** Begin **

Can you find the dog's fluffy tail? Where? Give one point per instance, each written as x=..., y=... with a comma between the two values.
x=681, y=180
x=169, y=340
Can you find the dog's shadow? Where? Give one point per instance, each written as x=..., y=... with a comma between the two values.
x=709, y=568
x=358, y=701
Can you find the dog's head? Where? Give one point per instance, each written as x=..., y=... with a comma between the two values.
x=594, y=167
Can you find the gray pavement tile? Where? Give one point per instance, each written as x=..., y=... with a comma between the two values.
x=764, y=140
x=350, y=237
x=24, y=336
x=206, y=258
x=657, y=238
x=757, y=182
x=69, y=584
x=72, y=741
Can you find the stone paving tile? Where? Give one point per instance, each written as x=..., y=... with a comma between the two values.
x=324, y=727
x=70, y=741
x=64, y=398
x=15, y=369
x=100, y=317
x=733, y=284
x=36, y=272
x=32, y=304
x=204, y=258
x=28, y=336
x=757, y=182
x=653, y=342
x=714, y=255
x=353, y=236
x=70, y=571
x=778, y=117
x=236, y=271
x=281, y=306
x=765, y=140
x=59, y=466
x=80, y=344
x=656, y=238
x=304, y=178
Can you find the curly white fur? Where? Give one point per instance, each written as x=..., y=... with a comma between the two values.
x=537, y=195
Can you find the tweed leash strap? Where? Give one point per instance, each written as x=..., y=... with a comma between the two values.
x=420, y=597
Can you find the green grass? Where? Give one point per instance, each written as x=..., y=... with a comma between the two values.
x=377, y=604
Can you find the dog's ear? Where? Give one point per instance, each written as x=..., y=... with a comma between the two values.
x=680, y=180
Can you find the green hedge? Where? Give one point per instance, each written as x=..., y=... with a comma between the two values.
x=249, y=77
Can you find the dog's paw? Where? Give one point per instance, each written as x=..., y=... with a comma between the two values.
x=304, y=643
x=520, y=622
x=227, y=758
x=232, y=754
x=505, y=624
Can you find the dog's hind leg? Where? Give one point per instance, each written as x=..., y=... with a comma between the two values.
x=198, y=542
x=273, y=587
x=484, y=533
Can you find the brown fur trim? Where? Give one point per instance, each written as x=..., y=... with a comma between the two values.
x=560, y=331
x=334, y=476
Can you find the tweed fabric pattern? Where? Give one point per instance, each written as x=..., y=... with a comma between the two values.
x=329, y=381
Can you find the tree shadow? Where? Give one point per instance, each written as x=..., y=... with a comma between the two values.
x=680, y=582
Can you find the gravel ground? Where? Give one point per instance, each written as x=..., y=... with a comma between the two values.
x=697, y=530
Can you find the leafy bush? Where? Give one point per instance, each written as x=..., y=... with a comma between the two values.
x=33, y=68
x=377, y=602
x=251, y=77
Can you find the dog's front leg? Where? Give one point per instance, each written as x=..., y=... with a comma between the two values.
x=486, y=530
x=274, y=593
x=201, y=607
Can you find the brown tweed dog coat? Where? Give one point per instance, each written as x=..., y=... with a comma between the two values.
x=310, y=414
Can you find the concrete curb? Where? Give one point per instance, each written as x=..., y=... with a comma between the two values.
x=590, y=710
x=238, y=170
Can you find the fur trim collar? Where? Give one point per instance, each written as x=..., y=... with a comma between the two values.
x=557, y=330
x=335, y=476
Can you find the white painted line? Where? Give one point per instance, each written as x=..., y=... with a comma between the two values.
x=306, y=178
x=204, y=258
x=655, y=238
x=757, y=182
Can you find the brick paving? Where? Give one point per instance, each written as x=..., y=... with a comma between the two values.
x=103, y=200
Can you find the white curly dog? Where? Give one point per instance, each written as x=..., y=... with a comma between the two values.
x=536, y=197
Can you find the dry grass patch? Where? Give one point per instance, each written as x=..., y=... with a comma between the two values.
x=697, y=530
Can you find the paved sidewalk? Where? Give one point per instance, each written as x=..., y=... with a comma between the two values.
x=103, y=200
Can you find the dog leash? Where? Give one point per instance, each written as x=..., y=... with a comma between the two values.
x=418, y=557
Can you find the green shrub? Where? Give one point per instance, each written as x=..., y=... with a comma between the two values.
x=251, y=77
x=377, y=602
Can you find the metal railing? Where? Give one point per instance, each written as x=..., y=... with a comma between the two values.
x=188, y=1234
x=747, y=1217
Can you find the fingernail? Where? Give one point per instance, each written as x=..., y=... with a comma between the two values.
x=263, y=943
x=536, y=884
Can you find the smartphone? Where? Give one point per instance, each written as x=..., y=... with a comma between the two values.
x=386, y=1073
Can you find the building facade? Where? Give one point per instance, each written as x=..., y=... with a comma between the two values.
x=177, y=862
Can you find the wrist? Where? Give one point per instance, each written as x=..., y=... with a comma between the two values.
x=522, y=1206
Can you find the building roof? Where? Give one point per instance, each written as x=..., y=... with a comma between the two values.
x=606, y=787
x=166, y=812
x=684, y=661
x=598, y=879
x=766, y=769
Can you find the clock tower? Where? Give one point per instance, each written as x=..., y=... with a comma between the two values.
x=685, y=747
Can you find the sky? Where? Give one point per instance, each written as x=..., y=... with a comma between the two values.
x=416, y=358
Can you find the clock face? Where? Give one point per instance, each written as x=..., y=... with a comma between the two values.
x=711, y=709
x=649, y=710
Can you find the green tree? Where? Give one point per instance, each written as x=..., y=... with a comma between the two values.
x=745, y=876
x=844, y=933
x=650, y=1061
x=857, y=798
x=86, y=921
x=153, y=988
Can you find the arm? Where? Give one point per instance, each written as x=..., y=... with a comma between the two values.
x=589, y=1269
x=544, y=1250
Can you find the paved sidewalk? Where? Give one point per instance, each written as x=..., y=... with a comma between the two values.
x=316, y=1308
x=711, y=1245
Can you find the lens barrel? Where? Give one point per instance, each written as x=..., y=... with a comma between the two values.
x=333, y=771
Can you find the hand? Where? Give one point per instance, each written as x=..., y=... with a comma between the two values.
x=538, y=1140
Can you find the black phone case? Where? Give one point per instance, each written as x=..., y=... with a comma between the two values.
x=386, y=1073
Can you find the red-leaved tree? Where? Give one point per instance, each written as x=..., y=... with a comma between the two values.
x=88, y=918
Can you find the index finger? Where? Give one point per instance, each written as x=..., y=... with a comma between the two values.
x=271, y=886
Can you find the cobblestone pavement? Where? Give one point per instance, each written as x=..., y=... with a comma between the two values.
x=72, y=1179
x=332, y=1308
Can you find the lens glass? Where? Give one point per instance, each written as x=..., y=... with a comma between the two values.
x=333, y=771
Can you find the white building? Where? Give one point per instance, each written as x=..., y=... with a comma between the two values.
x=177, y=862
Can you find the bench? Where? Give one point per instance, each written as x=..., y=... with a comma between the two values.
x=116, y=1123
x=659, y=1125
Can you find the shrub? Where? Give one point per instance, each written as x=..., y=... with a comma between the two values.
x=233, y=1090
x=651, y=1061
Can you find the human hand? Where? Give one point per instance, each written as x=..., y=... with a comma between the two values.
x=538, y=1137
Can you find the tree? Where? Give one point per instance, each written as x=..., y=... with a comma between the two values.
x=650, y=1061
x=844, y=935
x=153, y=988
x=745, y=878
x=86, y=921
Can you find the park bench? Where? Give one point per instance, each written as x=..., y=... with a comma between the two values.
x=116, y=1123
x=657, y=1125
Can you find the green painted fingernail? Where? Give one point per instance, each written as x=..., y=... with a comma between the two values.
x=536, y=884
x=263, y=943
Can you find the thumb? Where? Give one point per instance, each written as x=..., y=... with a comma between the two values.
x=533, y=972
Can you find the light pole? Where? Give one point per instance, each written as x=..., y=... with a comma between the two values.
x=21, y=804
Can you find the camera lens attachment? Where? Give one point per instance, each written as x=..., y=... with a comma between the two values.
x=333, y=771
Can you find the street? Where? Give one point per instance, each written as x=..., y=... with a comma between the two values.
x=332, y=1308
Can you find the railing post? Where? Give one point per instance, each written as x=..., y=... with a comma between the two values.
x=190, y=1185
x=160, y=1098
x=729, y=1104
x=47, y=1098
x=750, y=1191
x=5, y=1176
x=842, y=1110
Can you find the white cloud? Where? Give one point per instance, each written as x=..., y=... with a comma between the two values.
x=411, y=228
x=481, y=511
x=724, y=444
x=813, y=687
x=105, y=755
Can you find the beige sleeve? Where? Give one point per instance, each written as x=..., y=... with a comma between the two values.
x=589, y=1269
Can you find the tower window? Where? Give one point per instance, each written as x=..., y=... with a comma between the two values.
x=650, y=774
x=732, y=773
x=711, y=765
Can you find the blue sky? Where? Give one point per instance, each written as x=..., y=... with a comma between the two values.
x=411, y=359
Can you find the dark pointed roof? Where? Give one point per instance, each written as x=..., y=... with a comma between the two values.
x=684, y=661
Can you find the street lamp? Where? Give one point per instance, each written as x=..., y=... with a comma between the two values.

** End **

## EXERCISE OBJECTIVE
Reproduce the record lines above word for word, from the line containing "Can you find the leafy" up to and including the line containing "x=238, y=170".

## EXERCISE ANSWER
Can you find the leafy bush? Where? Give one point per instance, each written as x=..., y=... with a comma between the two values.
x=33, y=68
x=377, y=602
x=251, y=77
Can you find the dog's front leg? Where? Give one point per instance, each written as x=..., y=... with a comma between the two values.
x=486, y=530
x=274, y=593
x=201, y=607
Can you find the brown tweed dog coat? Where? Give one point per instance, each written as x=..., y=... with a comma between the two values.
x=310, y=414
Can you find the concrete curb? Where? Give one point per instance, each written as x=..., y=... with a comma between the two values.
x=590, y=710
x=238, y=170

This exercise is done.